• **DATA EXTRACTS**
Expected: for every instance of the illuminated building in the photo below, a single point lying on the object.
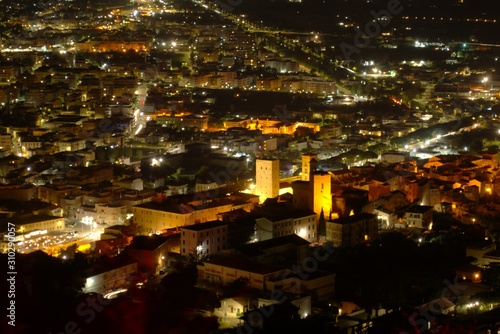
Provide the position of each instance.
(313, 192)
(204, 238)
(267, 178)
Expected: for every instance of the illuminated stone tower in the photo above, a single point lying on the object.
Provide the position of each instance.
(267, 178)
(306, 159)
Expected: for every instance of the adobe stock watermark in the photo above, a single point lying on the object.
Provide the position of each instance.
(373, 28)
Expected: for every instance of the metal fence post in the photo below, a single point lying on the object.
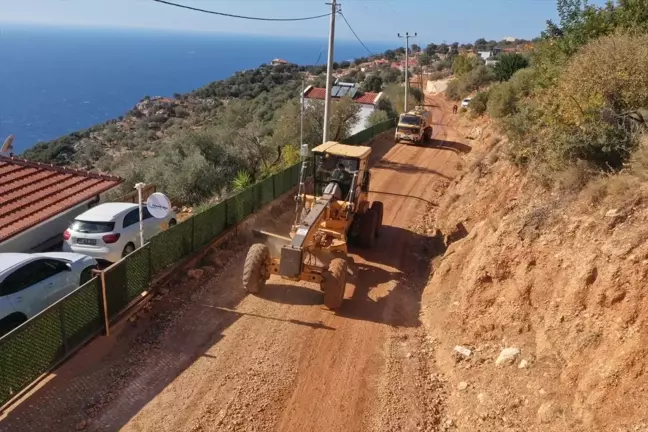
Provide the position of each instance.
(105, 303)
(63, 332)
(274, 188)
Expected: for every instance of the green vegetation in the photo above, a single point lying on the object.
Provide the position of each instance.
(221, 137)
(583, 100)
(229, 133)
(473, 80)
(479, 103)
(508, 64)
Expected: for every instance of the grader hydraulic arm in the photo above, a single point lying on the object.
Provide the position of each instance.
(290, 265)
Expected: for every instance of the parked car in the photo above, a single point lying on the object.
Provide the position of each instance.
(29, 283)
(110, 231)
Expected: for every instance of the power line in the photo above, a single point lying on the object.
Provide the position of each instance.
(239, 16)
(354, 33)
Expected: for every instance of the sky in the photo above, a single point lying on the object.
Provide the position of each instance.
(373, 20)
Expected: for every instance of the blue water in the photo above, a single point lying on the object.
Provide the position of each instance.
(54, 81)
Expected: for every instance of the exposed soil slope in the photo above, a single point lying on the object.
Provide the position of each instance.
(552, 275)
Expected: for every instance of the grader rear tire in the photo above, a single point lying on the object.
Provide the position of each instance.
(255, 273)
(378, 207)
(334, 283)
(368, 224)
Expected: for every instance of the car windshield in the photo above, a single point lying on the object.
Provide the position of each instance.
(87, 227)
(329, 167)
(410, 120)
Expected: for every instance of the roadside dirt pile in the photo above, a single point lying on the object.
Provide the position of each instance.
(538, 306)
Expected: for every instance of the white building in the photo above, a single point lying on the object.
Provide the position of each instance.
(367, 100)
(39, 201)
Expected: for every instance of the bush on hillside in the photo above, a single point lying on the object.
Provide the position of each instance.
(479, 103)
(608, 74)
(376, 117)
(453, 91)
(508, 64)
(463, 64)
(475, 80)
(502, 100)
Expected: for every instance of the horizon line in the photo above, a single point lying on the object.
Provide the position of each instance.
(79, 26)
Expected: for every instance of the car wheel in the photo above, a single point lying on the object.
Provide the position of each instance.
(128, 249)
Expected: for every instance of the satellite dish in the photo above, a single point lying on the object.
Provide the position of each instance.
(8, 145)
(158, 205)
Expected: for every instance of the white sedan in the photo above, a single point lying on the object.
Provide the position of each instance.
(29, 283)
(110, 231)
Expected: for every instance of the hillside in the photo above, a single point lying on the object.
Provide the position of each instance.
(195, 145)
(543, 247)
(198, 145)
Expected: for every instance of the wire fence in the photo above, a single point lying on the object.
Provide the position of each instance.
(43, 342)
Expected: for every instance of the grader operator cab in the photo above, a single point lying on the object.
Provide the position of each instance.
(337, 212)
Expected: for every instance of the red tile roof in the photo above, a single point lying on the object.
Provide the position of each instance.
(31, 193)
(367, 98)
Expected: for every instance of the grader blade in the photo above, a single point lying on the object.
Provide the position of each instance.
(265, 235)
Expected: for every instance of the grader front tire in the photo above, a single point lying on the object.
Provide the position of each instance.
(255, 272)
(334, 283)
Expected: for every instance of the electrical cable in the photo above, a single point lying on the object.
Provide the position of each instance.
(355, 34)
(239, 16)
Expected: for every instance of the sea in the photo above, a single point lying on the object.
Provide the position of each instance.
(56, 80)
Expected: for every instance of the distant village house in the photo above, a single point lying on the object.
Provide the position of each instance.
(39, 201)
(367, 100)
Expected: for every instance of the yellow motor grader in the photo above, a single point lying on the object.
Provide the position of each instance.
(338, 211)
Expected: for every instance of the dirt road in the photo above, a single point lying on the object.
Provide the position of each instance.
(216, 360)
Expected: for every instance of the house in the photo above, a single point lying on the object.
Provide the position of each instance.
(367, 100)
(485, 55)
(401, 65)
(39, 201)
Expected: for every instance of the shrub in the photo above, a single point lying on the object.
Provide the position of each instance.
(502, 100)
(478, 104)
(376, 117)
(453, 91)
(608, 73)
(508, 64)
(462, 64)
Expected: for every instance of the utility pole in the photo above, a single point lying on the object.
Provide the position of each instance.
(406, 37)
(329, 71)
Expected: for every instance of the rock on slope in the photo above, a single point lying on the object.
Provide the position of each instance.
(562, 281)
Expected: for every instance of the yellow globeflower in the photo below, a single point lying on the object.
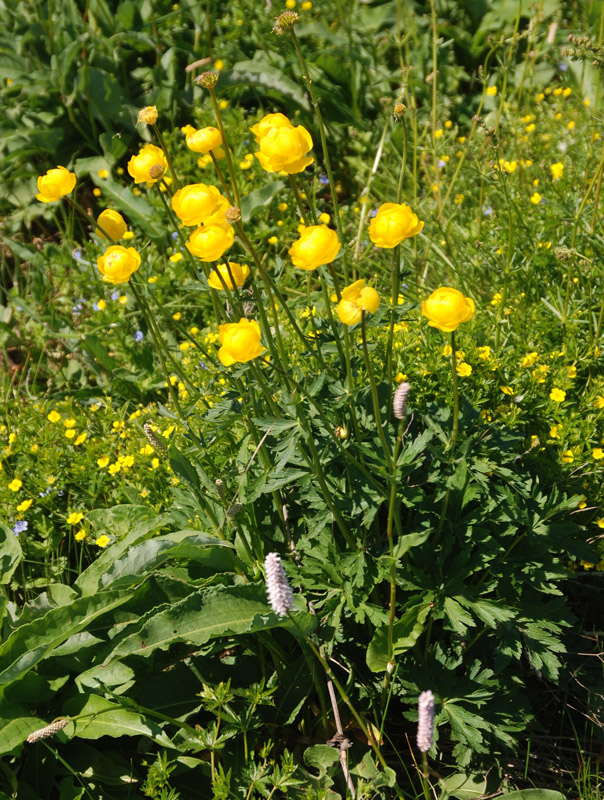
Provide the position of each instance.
(209, 242)
(447, 308)
(56, 183)
(317, 245)
(392, 224)
(117, 263)
(260, 129)
(203, 140)
(240, 341)
(198, 204)
(149, 165)
(283, 148)
(233, 272)
(357, 298)
(112, 223)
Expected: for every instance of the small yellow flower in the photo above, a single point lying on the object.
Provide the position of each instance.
(557, 169)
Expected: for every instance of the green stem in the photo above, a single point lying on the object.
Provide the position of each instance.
(227, 149)
(374, 393)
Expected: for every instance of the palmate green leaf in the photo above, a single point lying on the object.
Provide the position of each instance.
(405, 633)
(10, 553)
(30, 643)
(107, 718)
(205, 615)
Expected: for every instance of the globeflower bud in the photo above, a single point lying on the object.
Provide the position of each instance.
(285, 22)
(112, 223)
(148, 115)
(355, 299)
(141, 167)
(117, 263)
(55, 184)
(209, 242)
(198, 204)
(203, 140)
(232, 272)
(207, 79)
(447, 308)
(392, 224)
(316, 246)
(240, 341)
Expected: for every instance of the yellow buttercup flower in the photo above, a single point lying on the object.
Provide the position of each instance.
(209, 242)
(355, 299)
(447, 308)
(117, 263)
(283, 147)
(199, 204)
(232, 272)
(393, 223)
(112, 223)
(240, 341)
(317, 245)
(557, 170)
(148, 166)
(55, 184)
(148, 115)
(204, 140)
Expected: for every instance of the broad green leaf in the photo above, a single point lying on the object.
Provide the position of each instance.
(10, 553)
(32, 642)
(132, 565)
(14, 731)
(534, 794)
(107, 718)
(321, 756)
(405, 633)
(205, 615)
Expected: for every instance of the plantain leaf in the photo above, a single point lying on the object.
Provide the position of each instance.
(31, 642)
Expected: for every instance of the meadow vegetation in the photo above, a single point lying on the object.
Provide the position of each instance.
(302, 435)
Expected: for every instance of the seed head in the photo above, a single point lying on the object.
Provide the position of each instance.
(207, 79)
(153, 440)
(148, 115)
(399, 400)
(233, 214)
(279, 592)
(425, 721)
(49, 730)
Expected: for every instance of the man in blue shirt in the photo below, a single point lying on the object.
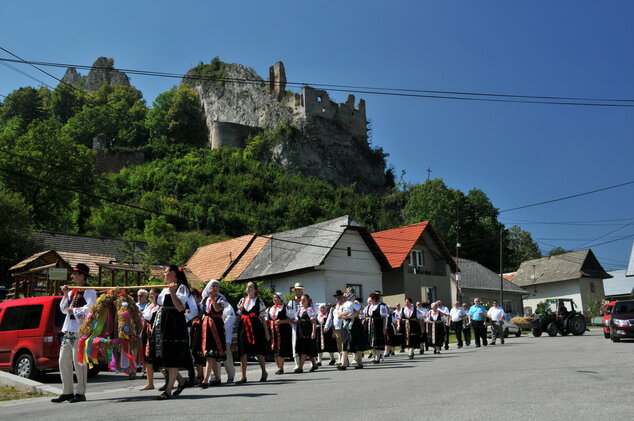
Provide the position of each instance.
(477, 314)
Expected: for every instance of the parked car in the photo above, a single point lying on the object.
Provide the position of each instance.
(622, 320)
(30, 334)
(508, 328)
(606, 319)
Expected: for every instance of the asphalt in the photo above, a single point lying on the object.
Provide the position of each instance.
(585, 377)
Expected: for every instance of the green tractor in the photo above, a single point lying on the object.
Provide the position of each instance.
(558, 316)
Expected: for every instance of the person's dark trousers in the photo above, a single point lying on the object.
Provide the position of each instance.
(457, 328)
(480, 332)
(466, 331)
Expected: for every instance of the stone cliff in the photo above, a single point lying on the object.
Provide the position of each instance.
(333, 139)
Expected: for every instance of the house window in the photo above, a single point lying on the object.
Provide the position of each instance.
(417, 258)
(357, 290)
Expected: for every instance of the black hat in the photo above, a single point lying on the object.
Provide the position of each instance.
(82, 268)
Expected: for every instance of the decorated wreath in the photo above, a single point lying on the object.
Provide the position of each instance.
(113, 326)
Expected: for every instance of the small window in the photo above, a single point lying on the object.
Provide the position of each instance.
(23, 317)
(417, 258)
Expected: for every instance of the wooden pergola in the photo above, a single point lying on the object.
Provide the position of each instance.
(137, 271)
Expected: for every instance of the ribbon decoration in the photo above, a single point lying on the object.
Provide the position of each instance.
(210, 324)
(248, 326)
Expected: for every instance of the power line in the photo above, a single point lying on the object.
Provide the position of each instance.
(568, 197)
(416, 93)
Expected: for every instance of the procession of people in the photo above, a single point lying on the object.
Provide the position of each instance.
(187, 329)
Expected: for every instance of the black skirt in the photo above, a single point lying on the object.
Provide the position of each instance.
(305, 345)
(171, 337)
(251, 337)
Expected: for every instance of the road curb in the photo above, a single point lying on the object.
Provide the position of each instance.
(8, 379)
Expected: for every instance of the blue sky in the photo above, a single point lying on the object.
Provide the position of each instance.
(517, 153)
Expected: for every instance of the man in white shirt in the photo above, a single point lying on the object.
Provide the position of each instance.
(445, 317)
(75, 305)
(336, 323)
(457, 316)
(497, 316)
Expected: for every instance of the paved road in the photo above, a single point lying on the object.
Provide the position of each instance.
(578, 378)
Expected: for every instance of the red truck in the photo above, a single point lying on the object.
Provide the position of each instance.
(30, 332)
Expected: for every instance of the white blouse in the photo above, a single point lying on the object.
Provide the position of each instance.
(182, 293)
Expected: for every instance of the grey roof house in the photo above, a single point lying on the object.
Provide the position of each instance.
(477, 281)
(576, 274)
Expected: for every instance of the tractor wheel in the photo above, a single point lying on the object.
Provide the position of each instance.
(552, 330)
(577, 325)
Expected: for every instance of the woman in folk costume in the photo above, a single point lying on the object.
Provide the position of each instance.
(376, 322)
(435, 328)
(213, 331)
(147, 337)
(410, 327)
(170, 328)
(325, 339)
(306, 334)
(252, 337)
(391, 338)
(280, 319)
(355, 339)
(195, 338)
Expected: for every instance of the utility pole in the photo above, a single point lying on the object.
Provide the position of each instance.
(501, 268)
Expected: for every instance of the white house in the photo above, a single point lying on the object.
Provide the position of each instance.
(323, 257)
(577, 275)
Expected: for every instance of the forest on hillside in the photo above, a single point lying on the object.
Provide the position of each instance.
(186, 195)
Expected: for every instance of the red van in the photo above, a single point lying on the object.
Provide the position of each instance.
(606, 319)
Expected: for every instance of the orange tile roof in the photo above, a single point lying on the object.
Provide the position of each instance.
(398, 242)
(246, 259)
(213, 261)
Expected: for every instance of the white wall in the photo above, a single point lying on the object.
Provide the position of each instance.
(565, 289)
(338, 271)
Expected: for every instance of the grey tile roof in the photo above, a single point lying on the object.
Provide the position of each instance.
(619, 284)
(75, 243)
(630, 266)
(475, 276)
(564, 267)
(304, 248)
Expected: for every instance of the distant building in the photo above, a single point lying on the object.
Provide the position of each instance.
(577, 275)
(420, 263)
(619, 286)
(477, 281)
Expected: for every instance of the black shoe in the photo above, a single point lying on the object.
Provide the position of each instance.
(63, 398)
(179, 390)
(78, 398)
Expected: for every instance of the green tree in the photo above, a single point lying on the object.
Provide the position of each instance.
(557, 251)
(48, 171)
(16, 237)
(176, 118)
(521, 248)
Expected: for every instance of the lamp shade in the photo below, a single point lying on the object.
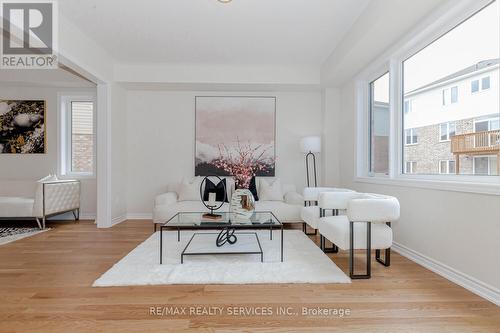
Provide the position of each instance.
(310, 144)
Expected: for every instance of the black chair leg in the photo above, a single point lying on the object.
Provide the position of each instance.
(368, 252)
(387, 261)
(304, 229)
(387, 258)
(333, 249)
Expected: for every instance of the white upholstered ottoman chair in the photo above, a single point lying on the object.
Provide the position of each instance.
(366, 226)
(310, 213)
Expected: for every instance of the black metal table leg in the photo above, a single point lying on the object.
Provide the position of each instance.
(368, 252)
(281, 242)
(161, 244)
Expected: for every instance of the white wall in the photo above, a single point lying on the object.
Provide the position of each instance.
(160, 139)
(20, 172)
(119, 151)
(459, 230)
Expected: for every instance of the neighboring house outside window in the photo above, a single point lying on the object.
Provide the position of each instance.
(78, 136)
(446, 131)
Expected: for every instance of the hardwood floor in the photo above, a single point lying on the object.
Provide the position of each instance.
(46, 287)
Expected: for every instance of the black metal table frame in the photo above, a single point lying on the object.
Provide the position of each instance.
(219, 226)
(222, 253)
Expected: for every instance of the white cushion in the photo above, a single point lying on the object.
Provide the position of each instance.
(336, 199)
(16, 207)
(310, 215)
(162, 213)
(336, 230)
(286, 213)
(270, 192)
(189, 189)
(312, 193)
(373, 208)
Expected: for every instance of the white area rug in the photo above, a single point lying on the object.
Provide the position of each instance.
(8, 235)
(303, 262)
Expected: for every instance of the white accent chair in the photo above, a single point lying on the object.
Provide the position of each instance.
(310, 213)
(366, 226)
(51, 198)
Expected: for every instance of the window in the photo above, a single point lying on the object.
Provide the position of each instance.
(454, 94)
(450, 95)
(407, 106)
(446, 131)
(78, 136)
(446, 96)
(411, 167)
(411, 136)
(433, 77)
(483, 125)
(474, 86)
(485, 165)
(447, 167)
(485, 83)
(379, 125)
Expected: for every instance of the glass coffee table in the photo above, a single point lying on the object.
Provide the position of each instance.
(227, 235)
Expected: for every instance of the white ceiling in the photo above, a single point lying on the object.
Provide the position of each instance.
(60, 77)
(243, 32)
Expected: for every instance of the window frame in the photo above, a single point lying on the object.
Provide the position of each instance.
(478, 86)
(65, 135)
(370, 117)
(448, 126)
(447, 167)
(444, 19)
(489, 82)
(489, 165)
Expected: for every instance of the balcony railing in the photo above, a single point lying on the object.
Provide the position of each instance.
(476, 143)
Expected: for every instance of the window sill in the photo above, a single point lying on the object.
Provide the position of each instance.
(77, 176)
(466, 186)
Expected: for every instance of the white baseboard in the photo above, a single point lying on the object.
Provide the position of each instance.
(69, 216)
(118, 219)
(474, 285)
(139, 216)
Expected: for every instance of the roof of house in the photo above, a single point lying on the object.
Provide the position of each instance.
(474, 68)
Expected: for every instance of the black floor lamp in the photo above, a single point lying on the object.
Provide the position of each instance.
(309, 146)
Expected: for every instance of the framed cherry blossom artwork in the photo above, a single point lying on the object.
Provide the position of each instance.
(22, 126)
(235, 136)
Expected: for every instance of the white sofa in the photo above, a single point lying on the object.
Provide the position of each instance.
(287, 210)
(50, 198)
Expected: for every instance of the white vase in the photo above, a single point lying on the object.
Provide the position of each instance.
(242, 204)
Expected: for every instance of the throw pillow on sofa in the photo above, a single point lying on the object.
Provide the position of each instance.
(253, 188)
(270, 192)
(189, 189)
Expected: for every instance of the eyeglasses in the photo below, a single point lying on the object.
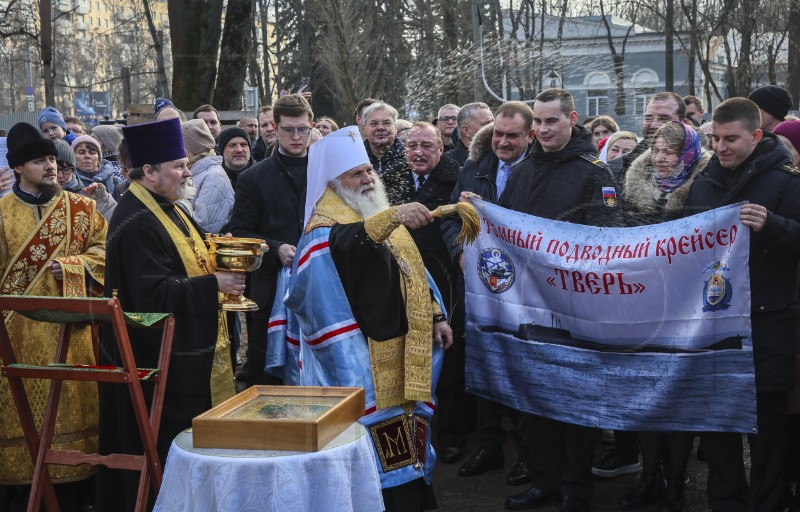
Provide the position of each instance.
(291, 131)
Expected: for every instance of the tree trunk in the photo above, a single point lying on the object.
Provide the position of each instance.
(669, 30)
(234, 52)
(793, 78)
(195, 27)
(46, 37)
(162, 85)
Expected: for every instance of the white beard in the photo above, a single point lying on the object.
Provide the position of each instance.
(365, 205)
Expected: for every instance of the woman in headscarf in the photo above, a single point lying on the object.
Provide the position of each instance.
(656, 187)
(96, 182)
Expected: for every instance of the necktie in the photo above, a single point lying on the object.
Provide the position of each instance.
(502, 178)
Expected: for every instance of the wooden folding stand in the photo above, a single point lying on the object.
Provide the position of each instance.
(81, 311)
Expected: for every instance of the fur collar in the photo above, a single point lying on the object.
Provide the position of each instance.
(481, 143)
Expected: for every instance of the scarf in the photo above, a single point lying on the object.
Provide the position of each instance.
(690, 155)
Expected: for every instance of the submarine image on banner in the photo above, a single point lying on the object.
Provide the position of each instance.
(557, 336)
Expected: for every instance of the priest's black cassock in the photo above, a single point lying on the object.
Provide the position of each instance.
(144, 266)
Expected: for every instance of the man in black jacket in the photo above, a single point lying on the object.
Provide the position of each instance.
(268, 137)
(384, 148)
(754, 166)
(269, 204)
(471, 118)
(561, 179)
(493, 154)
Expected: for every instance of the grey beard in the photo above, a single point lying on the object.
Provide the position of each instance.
(364, 205)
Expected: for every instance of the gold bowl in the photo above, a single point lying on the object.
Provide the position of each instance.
(236, 255)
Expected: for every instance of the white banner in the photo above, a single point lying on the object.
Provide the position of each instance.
(628, 328)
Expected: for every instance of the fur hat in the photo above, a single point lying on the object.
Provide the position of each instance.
(197, 137)
(51, 115)
(88, 139)
(25, 143)
(109, 136)
(231, 133)
(773, 100)
(65, 153)
(791, 130)
(155, 143)
(161, 104)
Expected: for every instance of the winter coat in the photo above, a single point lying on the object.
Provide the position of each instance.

• **ABOUT THIS TASK**
The response should consist of the number of lines in the data that hold the word "house", with nothing added.

• **ANSWER TO THIS PROBLEM**
7